### Document passage
======
Evaluates an approximation to minus the log likelihood for an
aster model with random effects. Uses Laplace approximation to
integrate out the random effects analytically.
The “quasi” in the title is a misnomer in the context of aster
models but the acronym PQL for this procedure is well-established in
the generalized linear mixed models literature.
vector of square roots of variance components,
one component for each group of random effects. Negative values are
allowed; the vector of variance components is sigma^2.
parm
starting value for inner optimization. Ignored if
cache$parm exists, in which case the latter is used.
For pickle and pickle1, length
is number of effects (fixed and random).
For pickle2, length
is number of random effects. For all, random effects are rescaled,
divided by the corresponding component of sigma if that is
nonzero and equal to zero otherwise.
alphasigma
the concatenation of the vector of fixed effects
and the vector of square roots of variance components.
alphaceesigma
the concatenation of the vector of fixed effects,
the vector of rescaled random effects,
and the vector of square roots of variance components.
fixed
the model matrix for fixed effects. The number of rows
is nrow(obj$data). The number of columns is the number of fixed
effects.
random
the model matrix or matrices for random effects.
The number of rows is nrow(obj$data). The number of columns
is the number of random effects in a group. Either a matrix or a list
each element of which is a matrix.
obj
aster model object, the result of a call to aster.
y
response vector. May be omitted, in which case obj$x
is used. If supplied, must be a matrix of the same dimensions as
obj$x.
origin
origin of aster model. May be omitted, in which case
default origin (see aster) is used. If supplied, must be
a matrix of the same dimensions obj$x.
cache
If not missing, an environment in which to cache the value
of parm found during previous evaluations. If supplied parm
is taken from cache.
zwz
A possible value of t(Z) W Z, where Z is the
model matrix for all random effects and W is the variance matrix of
the response.
deriv
Number of derivatives wanted. For pickle1
or pickle2, either zero or one. For pickle3,
zero, one or two.
...
additional arguments passed to trust, which
is used to maximize the penalized log likelihood.
Details
Define
p(alpha, c, sigma) = m(a + M alpha + Z A c) + t(c) c / 2 + log det[A t(Z) What Z A + I] / 2
where m is minus the log likelihood function of a saturated aster model,
a is a known vector (the offset vector in the terminology
of glm but the origin in the terminology
of aster), M is a known matrix, the model matrix for
fixed effects (the argument fixed of these functions),
Z is a known matrix, the model matrix for random effects
(either the argument random of these functions if it is a matrix or
Reduce(cbind, random) if random is a list of matrices),
A is a diagonal matrix whose diagonal is the vector
rep(sigma, times = nrand)
======
### Request 1
Tally the lines in the records that contain the string "person", treating uppercase and lowercase as different. Give only the number.
### Request 2
Please resume the documentation on approximating the aster model likelihood with random effects, picking up right after its final line.
The text and the records have no connection to each other.
======
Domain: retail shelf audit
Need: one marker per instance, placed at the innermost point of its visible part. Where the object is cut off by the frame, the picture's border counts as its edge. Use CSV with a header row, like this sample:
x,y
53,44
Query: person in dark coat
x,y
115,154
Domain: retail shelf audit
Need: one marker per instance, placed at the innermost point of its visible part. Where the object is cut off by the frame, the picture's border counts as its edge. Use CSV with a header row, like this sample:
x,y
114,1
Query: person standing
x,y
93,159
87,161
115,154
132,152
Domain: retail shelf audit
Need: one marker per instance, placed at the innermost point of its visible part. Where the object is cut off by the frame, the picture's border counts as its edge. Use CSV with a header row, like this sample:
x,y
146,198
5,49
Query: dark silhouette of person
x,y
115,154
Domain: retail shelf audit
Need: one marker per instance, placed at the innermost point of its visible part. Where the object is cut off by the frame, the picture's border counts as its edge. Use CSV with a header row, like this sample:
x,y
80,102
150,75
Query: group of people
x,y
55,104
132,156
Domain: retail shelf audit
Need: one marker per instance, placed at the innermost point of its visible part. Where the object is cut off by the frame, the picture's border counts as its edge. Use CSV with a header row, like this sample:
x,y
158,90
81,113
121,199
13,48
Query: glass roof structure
======
### Written reply 1
3

### Written reply 2
where nrand is sapply(random, ncol)
when random is a list of
matrices and ncol(random) when random is a matrix,
What is any symmetric positive semidefinite matrix
(more on this below),
and I is the identity matrix.
Note that A is a function of sigma although the
notation does not explicitly indicate this.
Let cstar denote the minimizer of
p(α, c, σ) considered as a function of c
for fixed alpha and sigma,
and let alphatwiddle and ctwiddle
denote the (joint) minimizers of p(α, c, σ) considered as
a function of alpha and c for fixed sigma.
Note that cstar is a function of alpha
and sigma although the notation does not explicitly
indicate this.
Note that alphatwiddle and ctwiddle
are functions of sigma (only) although the notation
does not explicitly indicate this.
Now define
q(alpha, sigma) = p(alpha, cstar, sigma)
and
r(sigma) = p(alphatwiddle, cstar, sigma)
Then pickle1 evaluates r(sigma),
pickle2 evaluates q(alpha, sigma), and
pickle3 evaluates p(alpha, c, sigma),
where t(Z) What Z in the formulas above is
specified by the argument zwz of these functions.
All of these functions supply derivative (gradient) vectors if
deriv = 1 is specified, and pickle3 supplies the
second derivative (Hessian) matrix if deriv = 2 is specified.
Let W denote the second derivative function of m, that is,
W(phi) is the second derivative matrix of the function
m evaluated at the point phi. The idea is that
What should be approximately the value of
W(a + M alphahat + Z Ahat chat),
where alphahat, chat,
and sigmahat are the (joint) minimizers of p(alpha, c, sigma)
and Ahat = A(sigmahat).
In aid of this, the function makezwz
evaluates
t(Z) W(a + M alpha + Z A c) Z
for any alpha, c, and sigma.
pickle evaluates the function
s(sigma) = m(a + M alphatwiddle + Z A ctwiddle) + t(ctwiddle) ctwiddle / 2 + log det[A t(Z) W(a + M alphatwiddle + Z A ctwiddle) Z A + I]
no derivatives can be computed because no derivatives of the function
W are computed for aster models.
The general idea is the one uses pickle with a no-derivative
optimizer, such as the "Nelder-Mead" method of the optim
function to get a crude estimate of sigmahat.
Then one uses trust with objective
function penmlogl to estimate the corresponding
alphahat and chat (example below).
Then one use makezwz to produce the corresponding zwz
(example below).
These estimates can be improved using trust with objective
function pickle3 using this zwz (example below), and this
step may be iterated until convergence.
Finally, optim is used with objective function pickle2
to estimate the Hessian matrix of q(alpha, sigma),
which is approximate observed information because
q(alpha, sigma) is approximate minus log likelihood.
Value
For pickle, a scalar, minus the
(PQL approximation of) the log likelihood.
For pickle1 and pickle2, a list having components value
and gradient (present only when deriv = 1).
For pickle3, a list having components value,
gradient (present only when deriv >= 1),
and hessian (present only when deriv = 2).
Note
Not intended for use by naive users. Use reaster,
which calls them.